## What this task involves
Turn every line below into a Markdown table with two columns, Row and Line. Number the rows in order and leave out blank lines.
<<<<
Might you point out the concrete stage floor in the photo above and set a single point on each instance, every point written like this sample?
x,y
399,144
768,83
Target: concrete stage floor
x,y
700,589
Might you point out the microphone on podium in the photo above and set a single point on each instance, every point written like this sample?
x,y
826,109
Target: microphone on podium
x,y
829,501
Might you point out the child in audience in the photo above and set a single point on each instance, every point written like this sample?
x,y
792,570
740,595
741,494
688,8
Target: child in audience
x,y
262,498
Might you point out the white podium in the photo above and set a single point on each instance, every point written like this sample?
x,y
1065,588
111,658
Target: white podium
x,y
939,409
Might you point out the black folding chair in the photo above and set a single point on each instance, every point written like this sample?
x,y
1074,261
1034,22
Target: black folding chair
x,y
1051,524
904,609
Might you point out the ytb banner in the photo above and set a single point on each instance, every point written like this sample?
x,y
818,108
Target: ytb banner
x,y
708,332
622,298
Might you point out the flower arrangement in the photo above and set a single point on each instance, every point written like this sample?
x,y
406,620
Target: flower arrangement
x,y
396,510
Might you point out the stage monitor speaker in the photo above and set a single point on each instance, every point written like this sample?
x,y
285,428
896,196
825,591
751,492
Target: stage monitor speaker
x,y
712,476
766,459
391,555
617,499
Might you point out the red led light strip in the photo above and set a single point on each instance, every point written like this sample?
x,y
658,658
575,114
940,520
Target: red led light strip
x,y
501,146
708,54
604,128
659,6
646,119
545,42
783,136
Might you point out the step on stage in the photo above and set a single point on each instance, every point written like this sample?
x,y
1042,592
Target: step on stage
>>>>
## Correct result
| Row | Line |
|---|---|
| 1 | Might you point out the concrete stage floor in the photo above and set a single point on each instance, every point written like this sample? |
| 2 | x,y |
| 3 | 399,144 |
| 4 | 768,83 |
| 5 | Target: concrete stage floor |
| 6 | x,y |
| 7 | 700,589 |
| 8 | Might you point out the microphone on podium in the photo above and set a single point on each instance, every point written like this sample? |
| 9 | x,y |
| 10 | 826,109 |
| 11 | Target: microphone on podium |
| 12 | x,y |
| 13 | 829,501 |
| 14 | Might you point out the child in audience in the photo above and set a single point on each instance, every point written like this sample? |
| 15 | x,y |
| 16 | 792,570 |
| 17 | 740,595 |
| 18 | 741,494 |
| 19 | 688,8 |
| 20 | Target: child in audience |
| 21 | x,y |
| 22 | 262,498 |
| 23 | Might you point out the white podium in the photo above and set a single point on each instance, every point written like this sample? |
| 24 | x,y |
| 25 | 1065,588 |
| 26 | 111,658 |
| 27 | Target: white podium |
| 28 | x,y |
| 29 | 939,409 |
| 30 | Might you point out the black folding chair in the photo above and set a single point on each instance, every point written like this sample? |
| 31 | x,y |
| 32 | 1074,261 |
| 33 | 1034,22 |
| 34 | Target: black folding chair |
| 35 | x,y |
| 36 | 1051,524 |
| 37 | 904,609 |
| 38 | Might you point out the ytb banner in the photo above and set a single point on each instance, every point written like this sample? |
| 39 | x,y |
| 40 | 818,108 |
| 41 | Target: ytb banner |
| 42 | x,y |
| 43 | 708,332 |
| 44 | 622,298 |
| 45 | Might you point out the flower arrangement in the photo above and set a single point on each instance, every point written like this sample? |
| 46 | x,y |
| 47 | 406,620 |
| 48 | Target: flower arrangement |
| 49 | x,y |
| 50 | 396,510 |
| 51 | Might you point out the stage monitor speaker in the photo above and set a single point on each instance, every point written like this sample? |
| 52 | x,y |
| 53 | 285,428 |
| 54 | 896,196 |
| 55 | 825,591 |
| 56 | 751,492 |
| 57 | Target: stage monitor speaker |
| 58 | x,y |
| 59 | 712,476 |
| 60 | 766,459 |
| 61 | 391,555 |
| 62 | 617,499 |
| 63 | Might you point out the red led light strip in the photo above and set a single point on each instance, every point written like this sample? |
| 64 | x,y |
| 65 | 658,658 |
| 66 | 575,114 |
| 67 | 940,520 |
| 68 | Target: red led light strip |
| 69 | x,y |
| 70 | 501,146 |
| 71 | 708,54 |
| 72 | 604,128 |
| 73 | 659,6 |
| 74 | 646,119 |
| 75 | 545,42 |
| 76 | 783,136 |
| 77 | Might you point out the step on stage in the photo above and set a single point on each instance, every point written like this sample? |
| 78 | x,y |
| 79 | 1042,592 |
| 80 | Target: step on stage |